Write the next part of the article about ecosystems and disaster risk reduction at COP21, picking up after its final sentence.
*** Opening TEXT FOR ANALYSIS ***
Sendai’s role in ecosystems underlined at COP21

Governments, civil society and the private sector are delivering on the Sendai Framework for Disaster Risk Reduction and building resilience to climate-related disasters through efforts to protect ecosystems and biodiversity. At the COP21 climate conference, the International Union for Conservation of Nature (IUCN), the Secretariat for the Convention on Biodiversity and Conservational International teamed up with national leaders in a special event entitled “Ecosystem-based approaches to climate change adaptation and disaster risk reduction”.

The session was designed to showcase achievements and explore strategies for scaling up efforts.

“The Sendai Framework is sharpening focus on the vital role that ecosystems play in reducing disaster risk, particularly in shared river basins, wetlands and coastal areas,” said Radhika Murti, Programme Coordinator for Disaster Risk Reduction at IUCN.


Ecosystems such as forests can act as buffers against natural hazards, notably flooding. One of the most telling examples comes from the Caribbean, where Haiti’s forest cover is just 3.8 percent while its much greener island neighbor the Dominican Republic boasts 40.8 percent.


When Hurricane Jeanne struck in 2004, casualties in Haiti amounted to 2,754. In contrast, there were fewer than 20 reported deaths in the Dominican Republic.
*** Closing TEXT FOR ANALYSIS ***
*** Opening RECORDS ***
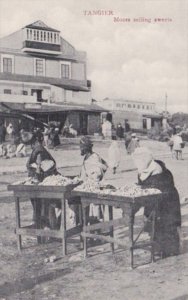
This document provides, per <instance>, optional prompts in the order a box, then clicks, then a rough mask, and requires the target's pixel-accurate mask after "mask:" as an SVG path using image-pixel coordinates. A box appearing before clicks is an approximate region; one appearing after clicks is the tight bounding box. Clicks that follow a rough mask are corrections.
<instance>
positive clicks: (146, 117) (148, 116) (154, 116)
mask: <svg viewBox="0 0 188 300" xmlns="http://www.w3.org/2000/svg"><path fill="white" fill-rule="evenodd" d="M143 117H146V118H152V119H162V118H163V116H162V115H160V114H143Z"/></svg>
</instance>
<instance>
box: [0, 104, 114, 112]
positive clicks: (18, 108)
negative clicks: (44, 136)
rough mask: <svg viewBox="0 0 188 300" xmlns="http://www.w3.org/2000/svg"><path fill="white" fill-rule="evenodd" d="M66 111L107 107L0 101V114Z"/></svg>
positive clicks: (96, 104)
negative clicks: (15, 102)
mask: <svg viewBox="0 0 188 300" xmlns="http://www.w3.org/2000/svg"><path fill="white" fill-rule="evenodd" d="M68 111H85V112H98V113H100V112H106V111H108V110H107V109H104V108H102V107H100V106H99V105H97V104H95V103H92V104H75V103H62V104H61V103H59V104H46V103H45V104H43V103H40V102H36V103H12V102H6V103H3V102H0V114H2V113H15V114H16V113H40V114H50V113H58V112H68Z"/></svg>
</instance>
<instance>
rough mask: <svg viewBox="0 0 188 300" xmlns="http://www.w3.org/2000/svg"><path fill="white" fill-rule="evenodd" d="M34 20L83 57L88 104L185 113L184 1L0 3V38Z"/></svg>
mask: <svg viewBox="0 0 188 300" xmlns="http://www.w3.org/2000/svg"><path fill="white" fill-rule="evenodd" d="M93 11H106V12H109V11H110V15H91V13H92V12H93ZM115 18H116V19H115ZM117 18H119V19H118V20H119V22H117ZM126 19H128V20H130V21H128V20H127V21H125V20H126ZM135 19H137V21H135ZM155 19H166V21H163V22H162V21H157V22H156V21H155ZM37 20H41V21H43V22H44V23H46V24H47V25H48V26H50V27H53V28H55V29H58V30H60V31H61V36H62V37H63V38H64V39H66V40H67V41H68V42H69V43H70V44H72V45H73V46H74V47H75V48H76V49H77V50H82V51H86V52H87V77H88V79H89V80H91V81H92V98H94V99H96V100H102V99H104V98H106V97H108V98H118V99H127V100H137V101H139V100H140V101H142V100H143V101H151V102H155V103H156V104H157V106H158V107H159V109H162V110H164V109H165V97H166V96H167V109H168V111H170V112H187V113H188V0H131V1H130V0H0V37H3V36H6V35H8V34H11V33H13V32H14V31H17V30H19V29H20V28H22V27H24V26H26V25H28V24H30V23H33V22H35V21H37ZM115 20H116V21H115ZM121 20H124V22H122V21H121Z"/></svg>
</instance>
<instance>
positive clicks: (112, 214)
mask: <svg viewBox="0 0 188 300" xmlns="http://www.w3.org/2000/svg"><path fill="white" fill-rule="evenodd" d="M108 213H109V220H110V221H111V220H113V207H112V206H110V205H109V206H108ZM110 236H111V237H112V238H113V237H114V227H113V226H110ZM110 245H111V249H112V253H114V243H111V244H110Z"/></svg>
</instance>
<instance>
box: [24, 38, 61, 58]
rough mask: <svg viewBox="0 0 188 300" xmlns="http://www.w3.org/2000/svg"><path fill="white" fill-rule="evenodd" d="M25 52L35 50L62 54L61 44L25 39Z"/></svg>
mask: <svg viewBox="0 0 188 300" xmlns="http://www.w3.org/2000/svg"><path fill="white" fill-rule="evenodd" d="M22 51H23V52H34V53H36V52H37V53H41V54H50V55H60V54H61V46H60V45H57V44H49V43H44V42H43V43H41V42H36V41H24V42H23V47H22Z"/></svg>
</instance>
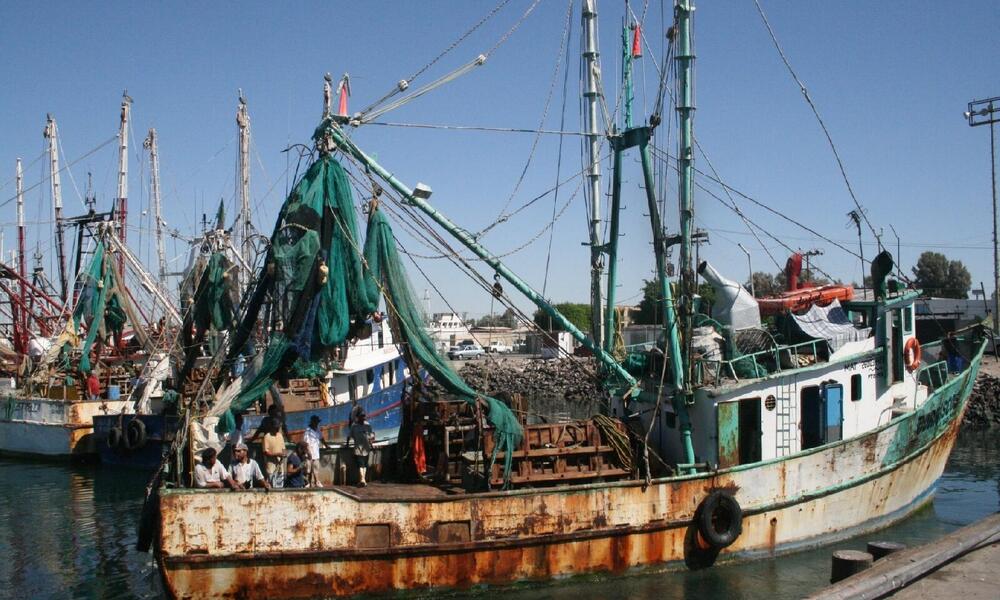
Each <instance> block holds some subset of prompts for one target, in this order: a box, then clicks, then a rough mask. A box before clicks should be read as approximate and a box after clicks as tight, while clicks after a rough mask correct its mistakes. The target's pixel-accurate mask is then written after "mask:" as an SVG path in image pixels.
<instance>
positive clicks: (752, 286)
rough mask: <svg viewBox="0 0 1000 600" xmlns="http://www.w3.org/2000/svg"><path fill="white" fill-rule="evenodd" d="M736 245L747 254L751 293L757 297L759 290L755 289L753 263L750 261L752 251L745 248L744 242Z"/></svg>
mask: <svg viewBox="0 0 1000 600" xmlns="http://www.w3.org/2000/svg"><path fill="white" fill-rule="evenodd" d="M736 245H737V246H739V247H740V250H742V251H743V254H746V255H747V271H748V272H749V273H750V279H749V281H750V295H751V296H752V297H754V298H756V297H757V292H756V291H755V290H754V289H753V263H751V262H750V251H749V250H747V249H746V248H744V247H743V244H740V243H737V244H736Z"/></svg>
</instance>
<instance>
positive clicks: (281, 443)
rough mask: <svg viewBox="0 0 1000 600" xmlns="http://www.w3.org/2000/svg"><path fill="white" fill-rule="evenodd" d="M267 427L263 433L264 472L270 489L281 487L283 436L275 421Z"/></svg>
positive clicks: (281, 486)
mask: <svg viewBox="0 0 1000 600" xmlns="http://www.w3.org/2000/svg"><path fill="white" fill-rule="evenodd" d="M267 425H268V427H269V429H268V430H267V431H265V433H264V471H265V472H266V473H267V477H268V479H270V482H271V486H272V487H282V485H283V484H282V479H283V478H282V474H281V463H283V462H284V460H285V435H284V434H283V433H282V432H281V424H280V423H279V422H278V421H277V420H271V421H269V422H268V423H267ZM261 429H263V424H262V425H261ZM254 437H256V435H254Z"/></svg>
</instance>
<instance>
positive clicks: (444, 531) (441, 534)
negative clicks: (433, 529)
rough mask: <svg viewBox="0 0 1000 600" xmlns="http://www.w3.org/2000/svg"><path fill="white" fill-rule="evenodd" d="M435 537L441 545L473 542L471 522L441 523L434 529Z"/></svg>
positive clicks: (442, 521)
mask: <svg viewBox="0 0 1000 600" xmlns="http://www.w3.org/2000/svg"><path fill="white" fill-rule="evenodd" d="M434 537H435V538H436V540H435V541H436V542H437V543H439V544H452V543H456V542H471V541H472V525H471V523H470V522H469V521H439V522H438V524H437V527H435V528H434Z"/></svg>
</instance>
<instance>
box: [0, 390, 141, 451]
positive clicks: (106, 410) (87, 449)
mask: <svg viewBox="0 0 1000 600" xmlns="http://www.w3.org/2000/svg"><path fill="white" fill-rule="evenodd" d="M130 405H131V403H130V402H128V401H126V400H114V401H107V402H101V401H98V402H83V401H67V400H53V399H50V398H18V397H10V396H9V397H6V398H2V399H0V454H11V455H18V456H39V457H50V458H69V457H84V456H87V455H90V454H95V453H96V452H97V448H96V446H94V440H93V437H94V436H93V433H94V424H93V416H94V415H95V414H117V413H118V412H120V411H122V410H123V409H124V408H125V407H126V406H130Z"/></svg>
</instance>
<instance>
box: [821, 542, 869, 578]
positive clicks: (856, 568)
mask: <svg viewBox="0 0 1000 600" xmlns="http://www.w3.org/2000/svg"><path fill="white" fill-rule="evenodd" d="M873 562H875V558H874V557H873V556H872V555H871V554H869V553H867V552H862V551H860V550H837V551H836V552H834V553H833V557H832V561H831V567H830V583H837V582H838V581H840V580H841V579H846V578H848V577H850V576H851V575H854V574H855V573H860V572H861V571H864V570H865V569H867V568H868V567H870V566H872V563H873Z"/></svg>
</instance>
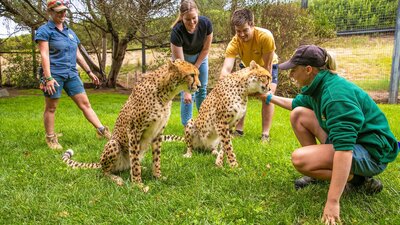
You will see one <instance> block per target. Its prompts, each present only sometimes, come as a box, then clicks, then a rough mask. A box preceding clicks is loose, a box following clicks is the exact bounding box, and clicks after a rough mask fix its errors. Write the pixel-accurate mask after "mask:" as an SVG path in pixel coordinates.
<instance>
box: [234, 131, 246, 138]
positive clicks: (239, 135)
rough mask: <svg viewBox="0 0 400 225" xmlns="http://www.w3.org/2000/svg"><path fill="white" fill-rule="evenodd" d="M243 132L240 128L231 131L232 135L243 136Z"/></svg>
mask: <svg viewBox="0 0 400 225" xmlns="http://www.w3.org/2000/svg"><path fill="white" fill-rule="evenodd" d="M243 135H244V132H243V131H242V130H235V131H233V132H232V136H233V137H243Z"/></svg>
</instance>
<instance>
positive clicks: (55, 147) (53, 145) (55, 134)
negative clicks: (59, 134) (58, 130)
mask: <svg viewBox="0 0 400 225" xmlns="http://www.w3.org/2000/svg"><path fill="white" fill-rule="evenodd" d="M58 136H59V135H58V134H53V135H47V134H46V143H47V146H49V148H50V149H54V150H58V149H62V146H61V145H60V143H58Z"/></svg>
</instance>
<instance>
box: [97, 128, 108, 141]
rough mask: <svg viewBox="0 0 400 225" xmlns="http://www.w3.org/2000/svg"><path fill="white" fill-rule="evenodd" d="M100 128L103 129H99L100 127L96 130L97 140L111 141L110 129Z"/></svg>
mask: <svg viewBox="0 0 400 225" xmlns="http://www.w3.org/2000/svg"><path fill="white" fill-rule="evenodd" d="M102 128H103V129H101V127H99V128H97V130H96V136H97V138H99V139H101V138H106V139H107V140H110V139H111V132H110V129H108V127H106V126H104V127H102Z"/></svg>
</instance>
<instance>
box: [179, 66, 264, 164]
mask: <svg viewBox="0 0 400 225" xmlns="http://www.w3.org/2000/svg"><path fill="white" fill-rule="evenodd" d="M270 82H271V74H270V73H269V72H268V71H267V70H266V69H265V68H263V67H261V66H259V65H257V63H256V62H254V61H252V62H251V63H250V67H248V68H244V69H242V70H239V71H237V72H235V73H233V74H231V75H229V76H226V77H224V78H223V79H222V80H220V81H219V82H218V84H217V85H216V86H215V87H214V89H213V90H212V91H211V92H210V94H209V95H208V96H207V97H206V99H205V100H204V101H203V103H202V105H201V107H200V111H199V115H198V116H197V118H196V119H191V120H189V122H188V124H187V125H186V127H185V142H186V144H187V152H186V154H185V155H184V156H185V157H191V156H192V149H193V148H194V149H196V148H197V149H209V150H211V151H212V153H213V154H215V155H217V159H216V161H215V164H216V165H217V166H222V164H223V158H224V153H226V154H227V156H228V161H229V164H230V166H231V167H236V166H237V165H238V164H237V162H236V156H235V153H233V148H232V143H231V133H230V132H231V130H232V129H233V128H234V127H235V126H236V124H237V123H238V121H239V120H240V119H241V118H242V117H243V116H244V114H245V112H246V105H247V98H248V95H249V94H256V93H266V92H267V91H268V90H269V84H270ZM218 145H220V147H221V149H220V151H219V152H218V151H217V148H218Z"/></svg>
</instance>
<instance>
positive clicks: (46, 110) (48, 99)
mask: <svg viewBox="0 0 400 225" xmlns="http://www.w3.org/2000/svg"><path fill="white" fill-rule="evenodd" d="M45 103H46V105H45V108H44V113H43V122H44V129H45V130H46V134H47V135H52V134H54V133H55V132H54V123H55V122H54V121H55V112H56V109H57V105H58V98H54V99H52V98H49V97H45Z"/></svg>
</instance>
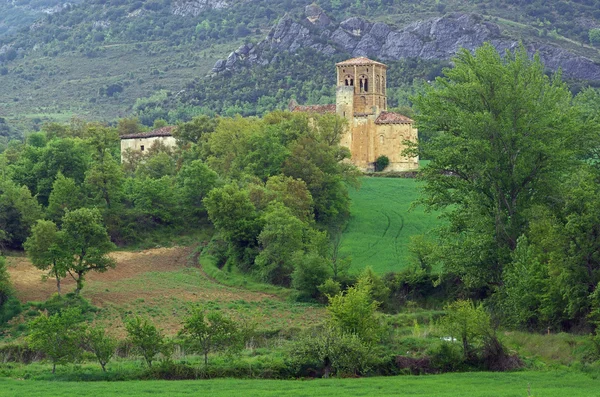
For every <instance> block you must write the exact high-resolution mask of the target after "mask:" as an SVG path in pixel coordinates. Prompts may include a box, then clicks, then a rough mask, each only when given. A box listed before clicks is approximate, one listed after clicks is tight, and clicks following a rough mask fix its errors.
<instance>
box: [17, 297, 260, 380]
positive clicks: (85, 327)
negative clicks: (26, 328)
mask: <svg viewBox="0 0 600 397" xmlns="http://www.w3.org/2000/svg"><path fill="white" fill-rule="evenodd" d="M29 329H30V333H29V335H28V337H27V339H28V342H29V346H30V348H32V349H34V350H37V351H40V352H42V353H44V354H45V355H46V357H47V358H48V359H49V360H50V361H51V362H52V373H54V372H55V371H56V365H63V364H67V363H71V362H75V361H77V360H79V359H80V358H81V356H82V353H83V352H84V351H88V352H90V353H92V354H93V355H94V356H95V358H96V360H97V361H98V363H99V364H100V366H101V368H102V371H106V364H108V363H109V362H110V360H111V359H112V358H113V356H114V355H115V353H116V350H117V347H118V345H119V343H120V342H119V340H118V339H117V338H115V337H114V336H113V335H111V334H110V333H108V332H107V331H106V329H104V328H102V327H100V326H94V327H89V326H87V325H86V324H85V323H84V322H83V318H82V315H81V311H80V310H79V309H78V308H69V309H64V310H61V311H59V312H57V313H55V314H53V315H48V314H47V313H46V314H42V315H40V316H38V317H36V318H35V319H33V320H32V321H31V322H30V323H29ZM125 329H126V331H127V339H126V340H125V344H127V345H129V346H130V347H131V348H132V349H133V352H134V353H135V354H138V355H139V356H141V357H142V358H143V360H144V362H145V363H146V365H147V366H148V367H149V368H151V367H152V363H153V362H154V361H155V360H156V359H157V357H159V356H160V357H162V358H163V359H164V360H169V359H170V357H171V355H172V353H173V344H172V341H171V340H169V339H168V338H167V337H166V336H165V335H164V333H163V332H162V331H161V330H159V329H158V328H156V326H155V325H154V324H152V323H151V322H150V321H149V320H148V319H146V318H143V317H139V316H135V317H132V318H129V319H127V320H126V321H125ZM250 331H251V330H246V329H244V328H243V327H241V326H240V325H239V324H238V323H236V322H235V321H233V320H232V319H230V318H229V317H227V316H226V315H224V314H222V313H220V312H209V313H205V312H204V310H202V309H200V308H196V309H194V310H192V312H191V313H190V315H189V316H188V317H187V318H186V319H185V320H184V324H183V328H182V329H181V332H180V336H181V337H182V342H183V344H184V345H185V348H186V350H187V351H188V352H189V353H200V354H202V355H204V364H205V366H206V365H208V354H209V353H214V352H221V351H228V352H230V353H233V352H238V351H240V350H241V349H242V348H243V347H244V345H245V340H246V337H247V336H248V335H250Z"/></svg>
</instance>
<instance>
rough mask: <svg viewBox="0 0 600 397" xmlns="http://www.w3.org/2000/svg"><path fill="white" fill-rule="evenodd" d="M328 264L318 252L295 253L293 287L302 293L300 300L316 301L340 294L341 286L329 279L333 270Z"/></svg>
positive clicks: (292, 278) (323, 258)
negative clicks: (325, 297)
mask: <svg viewBox="0 0 600 397" xmlns="http://www.w3.org/2000/svg"><path fill="white" fill-rule="evenodd" d="M328 262H329V261H328V259H326V258H324V257H322V256H320V255H319V254H318V253H316V252H309V253H304V252H296V253H295V255H294V258H293V263H294V272H293V273H292V286H293V287H294V288H295V289H296V290H298V291H299V292H300V294H299V297H298V299H299V300H306V299H316V298H318V297H319V296H320V295H323V296H325V295H327V294H329V295H332V296H333V295H336V294H337V293H339V292H340V286H339V284H336V282H335V281H333V280H332V279H331V278H329V277H330V276H331V270H330V268H329V263H328ZM332 283H333V284H332ZM336 286H337V289H336V288H335V287H336Z"/></svg>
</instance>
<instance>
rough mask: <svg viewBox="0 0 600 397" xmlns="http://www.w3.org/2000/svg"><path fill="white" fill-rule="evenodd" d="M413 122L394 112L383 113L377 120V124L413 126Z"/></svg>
mask: <svg viewBox="0 0 600 397" xmlns="http://www.w3.org/2000/svg"><path fill="white" fill-rule="evenodd" d="M412 122H413V120H412V119H410V118H408V117H406V116H404V115H402V114H400V113H393V112H381V113H380V114H379V117H377V120H375V124H412Z"/></svg>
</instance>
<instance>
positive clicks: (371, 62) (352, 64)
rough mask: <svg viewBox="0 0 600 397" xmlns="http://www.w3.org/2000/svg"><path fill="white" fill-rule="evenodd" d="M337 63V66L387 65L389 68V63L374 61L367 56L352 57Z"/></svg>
mask: <svg viewBox="0 0 600 397" xmlns="http://www.w3.org/2000/svg"><path fill="white" fill-rule="evenodd" d="M335 65H336V66H354V65H356V66H360V65H378V66H385V67H386V68H387V65H385V64H383V63H381V62H377V61H374V60H372V59H369V58H367V57H358V58H352V59H348V60H347V61H344V62H339V63H336V64H335Z"/></svg>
*** Closing RECORDS ***
**TASK ANSWER:**
The good news is that since then, Haiti has made great strides in integrating disaster risk reduction in its efforts to protect essential ecosystems. Such investments are all the more important in a changing climate, particularly in countries that are already facing radical changes in the seasonality of rainfall and the frequency and intensity of hurricanes and tropical storms.


The value of ecosystem-based approaches to reducing disaster risk is being viewed in a new light and the business case is more compelling.


According to recent analyses from Swiss Re, every dollar invested in ecosystem-based disaster and climate change adaptation means saving up to 20 dollars from mitigating and even avoiding the consequences of disasters. In Vietnam, planting mangroves on 12,000 hectares cost US$1.1 million but saved annual levee maintenance costs of US$7.3 million. Similarly, because of the recognized value of swamps and salt marches after Hurricane Katrina in 2005 in the United States, the US Congress approved US$500 million for ecosystem restoration.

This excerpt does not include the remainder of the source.